◆ **TASK DESCRIPTION**: Copy the material below word for word, line by line, without changing anything.

◆ **EXERCISE INPUTS**:
******************************

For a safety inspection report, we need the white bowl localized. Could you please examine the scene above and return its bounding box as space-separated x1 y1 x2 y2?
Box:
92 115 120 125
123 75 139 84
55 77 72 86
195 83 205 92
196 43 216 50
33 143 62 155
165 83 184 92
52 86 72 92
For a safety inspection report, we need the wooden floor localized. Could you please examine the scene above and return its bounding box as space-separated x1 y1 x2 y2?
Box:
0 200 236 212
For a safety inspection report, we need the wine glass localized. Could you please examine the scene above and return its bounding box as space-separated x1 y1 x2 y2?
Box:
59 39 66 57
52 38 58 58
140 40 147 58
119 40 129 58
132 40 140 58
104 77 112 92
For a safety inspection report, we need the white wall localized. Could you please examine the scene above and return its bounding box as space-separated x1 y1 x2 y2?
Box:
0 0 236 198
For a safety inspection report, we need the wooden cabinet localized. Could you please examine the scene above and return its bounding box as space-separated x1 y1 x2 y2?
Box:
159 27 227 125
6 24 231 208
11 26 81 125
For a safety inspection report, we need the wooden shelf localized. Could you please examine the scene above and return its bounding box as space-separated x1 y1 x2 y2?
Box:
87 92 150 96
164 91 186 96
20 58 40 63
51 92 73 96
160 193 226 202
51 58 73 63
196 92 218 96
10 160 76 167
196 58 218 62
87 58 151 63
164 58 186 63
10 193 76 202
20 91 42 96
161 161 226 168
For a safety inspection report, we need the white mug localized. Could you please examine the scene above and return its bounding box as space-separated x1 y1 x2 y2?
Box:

******************************

◆ **EXERCISE RESULT**:
For a safety inspection report, we need the white bowl localized. Could you please examine the scene above and return its bounding box as space-separated x1 y1 x2 y2?
Box:
92 115 120 125
123 75 139 84
55 77 72 86
195 83 205 92
196 43 216 50
33 143 62 155
165 83 184 92
52 86 72 92
For a safety inspection report, we need the wooden floor localized. Could you please examine the scene above and return its bounding box as space-separated x1 y1 x2 y2?
Box:
0 200 236 212
For a safety inspection report, we need the wine glass localized. Could you please examine the scene above and return its bounding box as space-separated x1 y1 x2 y2?
Box:
59 39 66 57
52 38 58 58
140 40 147 58
119 40 129 58
132 40 140 58
104 77 112 92
For a safety inspection report, we need the white wall localized. Could you please examine the scene above and return its bounding box as space-separated x1 y1 x2 y2?
Box:
0 0 236 198
For a safety inspection report, we need the wooden cabinet localized. Could you please examine the scene above and return its bounding box as space-separated x1 y1 x2 y2?
Box:
159 27 227 125
6 24 231 208
11 26 81 125
For a safety inspection report, we need the wooden shelf localized. Could you please examine the scene above and return its bounding box as space-separated x1 y1 x2 y2?
Box:
87 92 150 96
164 91 186 96
20 58 40 63
51 92 73 96
160 193 226 202
51 58 73 63
196 92 218 96
10 160 76 167
196 58 218 62
87 58 151 63
164 58 186 63
10 193 76 202
20 91 42 96
161 161 226 168
For a safety inspection report, we need the white mug localized. Could you please examine the scene above and return its bounding box as space-separated x1 y1 x2 y2?
Box:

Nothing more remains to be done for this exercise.